=== Passage provided ===
You must have your disks formatted in the format that is pre-filled. You can of course add or remove any entries as necessary, but /dev/disk/by-id/your-disk must be how the vars are entered.

Any of the disks can be added/removed at any time, simply make your changes and rerun, that's the point of this.

To get your disks in the correct format copypasta the following into your terminal:

lsblk -do NAME,SIZE,MODEL | while read -r name size model; do
    echo -e "Disk: /dev/$name\nSize: $size\nModel: $model\nID Links:";
    ls -l /dev/disk/by-id/ | grep "/$name$" | grep -v "wwn-" | awk '{print "  /dev/disk/by-id/"$9}';
    echo "";
done

data_disks — Your data disks.

parity_disks — Your parity disk(s). Must be at least 1 disk here.

Important

As of MANS v0.92 parity disk configuration has changed significantly due to #24 and #25.

The role will fail if you have an older version of the variables but a newer version of the role. Simply change the format as below.

There are two 'modes' to put a parity disk into, dedicated and split.

  • Dedicated parity disks are single parity disk(s). This means the disk(s) are larger or as large as your largest data disk.
  • Split parity disks are smaller then your largest data disk but larger or as large when combined together. This allows you to use multiple smaller parity disks when using larger data disks.
===
Problem ::
Quote the disk setup instructions from "To get your" up to and including "1 disk here.".
=== Data excerpt ===
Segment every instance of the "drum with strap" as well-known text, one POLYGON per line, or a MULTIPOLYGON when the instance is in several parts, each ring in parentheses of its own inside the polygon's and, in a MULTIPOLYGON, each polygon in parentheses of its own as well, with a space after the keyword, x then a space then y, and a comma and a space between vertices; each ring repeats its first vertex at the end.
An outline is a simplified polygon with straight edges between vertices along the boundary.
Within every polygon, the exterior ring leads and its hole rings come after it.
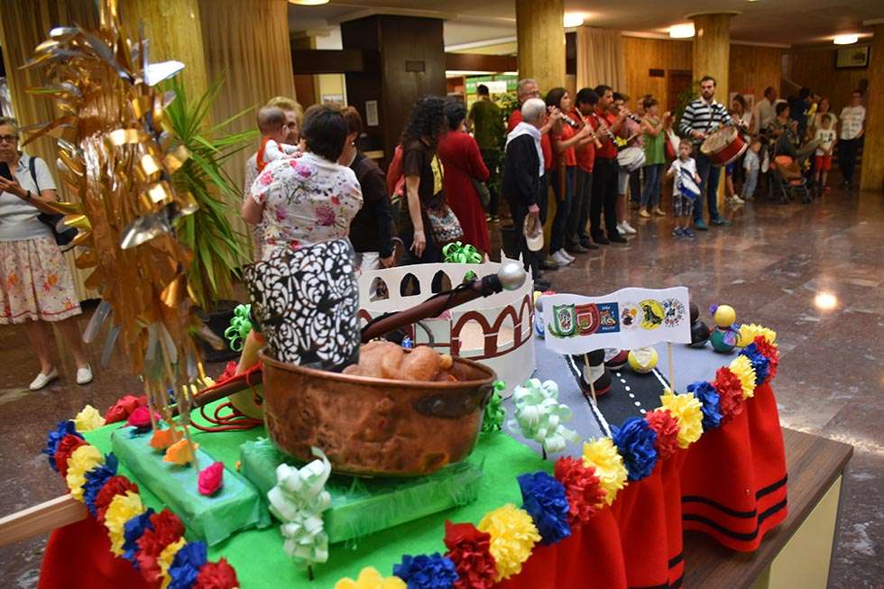
POLYGON ((714 166, 726 166, 745 152, 749 143, 743 141, 736 127, 722 127, 706 137, 700 152, 712 160, 714 166))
===
Correct answer ::
To get your disks in the correct format copypasta the following into your terminal:

lsblk -do NAME,SIZE,MODEL | while read -r name size model; do
    echo -e "Disk: /dev/$name\nSize: $size\nModel: $model\nID Links:";
    ls -l /dev/disk/by-id/ | grep "/$name$" | grep -v "wwn-" | awk '{print "  /dev/disk/by-id/"$9}';
    echo "";
done

data_disks — Your data disks.

parity_disks — Your parity disk(s). Must be at least 1 disk here.